[TEXT]
══════════

NASHVILLE, Tenn. (WTVF) — Eric Munchel is accused of federal felonies and potentially faces years behind bars for his alleged role in the riot at the U.S. Capitol.
But Munchel is currently locked up in Nashville and he's not alone. There are other Tennesseans now looking to hire lawyers, anticipating they too will soon be arrested and joining Munchel.
He has been dubbed the zip-tie guy. Munchel faces serious charges but is expected to be set free next week with the expectation he shows up for trial.
By now, most of us know Munchel from these images from the Senate gallery -- wearing a mask, armed with a weapon, holding zip ties often used to restrain prisoners.
He's charged with violent entry to the U.S. Capitol and disorderly conduct but that may not be enough to hold him in custody.
"Under extremely serious circumstances they can detain a person without bond. I don't see that happening here," said attorney David Raybin.
More likely, at a hearing next Tuesday, the federal magistrate will release Muchel on a signature bond -- no money, but lots of restrictions.
"Probably to wear a monitor and not be allowed to leave Tennessee or Washington," said Raybin who is a constitutional scholar.
He does not represent Munchel, but says he's heard from others who were at the riot, who fear they will now be arrested and who want to hire him. "I have had several people call me who were there who are from Tennessee," said Raybin.

══════════

[WORK TASK 1] In the article about Eric Munchel's arrest, what kind of bond does attorney David Raybin expect the federal magistrate to grant at the hearing?
[WORK TASK 2] Continue the article about Eric Munchel and the Capitol riot from where it stops.

[SUPPLIED RECORDS]

══════════

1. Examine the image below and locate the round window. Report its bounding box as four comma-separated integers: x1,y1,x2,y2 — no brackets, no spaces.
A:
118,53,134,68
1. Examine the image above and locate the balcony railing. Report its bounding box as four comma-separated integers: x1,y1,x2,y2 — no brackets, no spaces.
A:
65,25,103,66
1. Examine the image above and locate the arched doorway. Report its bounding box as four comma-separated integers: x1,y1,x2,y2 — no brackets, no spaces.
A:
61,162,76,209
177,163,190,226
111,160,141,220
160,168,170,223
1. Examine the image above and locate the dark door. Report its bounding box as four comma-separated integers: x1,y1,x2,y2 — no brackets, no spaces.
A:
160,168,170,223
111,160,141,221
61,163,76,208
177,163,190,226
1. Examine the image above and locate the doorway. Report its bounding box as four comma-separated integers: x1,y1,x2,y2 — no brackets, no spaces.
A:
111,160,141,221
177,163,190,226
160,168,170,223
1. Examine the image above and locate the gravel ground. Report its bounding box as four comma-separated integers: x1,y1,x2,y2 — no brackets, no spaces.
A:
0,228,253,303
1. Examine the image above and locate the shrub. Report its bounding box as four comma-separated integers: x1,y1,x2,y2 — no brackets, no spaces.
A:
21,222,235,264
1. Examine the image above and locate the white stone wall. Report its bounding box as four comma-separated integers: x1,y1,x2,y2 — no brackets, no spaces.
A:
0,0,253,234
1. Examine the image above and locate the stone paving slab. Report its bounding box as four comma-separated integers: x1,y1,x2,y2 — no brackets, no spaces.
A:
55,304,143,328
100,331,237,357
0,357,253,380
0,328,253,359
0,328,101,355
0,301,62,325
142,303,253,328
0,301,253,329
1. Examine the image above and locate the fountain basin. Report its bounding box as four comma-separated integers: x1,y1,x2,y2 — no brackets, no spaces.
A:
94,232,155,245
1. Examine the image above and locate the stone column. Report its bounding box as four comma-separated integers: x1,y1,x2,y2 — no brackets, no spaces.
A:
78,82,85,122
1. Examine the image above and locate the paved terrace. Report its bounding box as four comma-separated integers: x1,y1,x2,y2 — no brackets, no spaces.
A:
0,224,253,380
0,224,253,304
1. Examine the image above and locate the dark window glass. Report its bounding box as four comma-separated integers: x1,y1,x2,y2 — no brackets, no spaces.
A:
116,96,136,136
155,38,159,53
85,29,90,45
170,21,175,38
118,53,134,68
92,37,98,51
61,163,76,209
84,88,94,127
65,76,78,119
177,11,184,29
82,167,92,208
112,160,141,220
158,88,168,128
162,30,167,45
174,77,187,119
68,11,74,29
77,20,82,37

══════════

[TASK OUTPUT 1] A signature bond, with no money but many restrictions.

[TASK OUTPUT 2]
He's told them to hire Washington lawyers because that's where the cases will be tried. "They described for me the events and that they thought Trump was behind them literally or figuratively."
But now, Munchel and others are on their own. What possible defense do they have? Raybin says there are possible arguments.
"I was doing this to make a political statement. It's a 1st Amendment right. it's the people's house. I was wearing a mask because of COVID," explained Raybin.
So many of them in media reports are now trying to downplay their roles in what happened. But if there is video of them, and there's lots of video out there, it won't be easy. The judge may release Munchel next week.
But anyone who thinks that's a sign these cases are not being taken seriously would be wrong. Raybin says the government is going to come down on those charged like a ton of bricks. If convicted, Munchel and others with similar charges face up to ten years in prison and a $250,000 fine.
They may not stand trial because of COVID delays - until later this fall.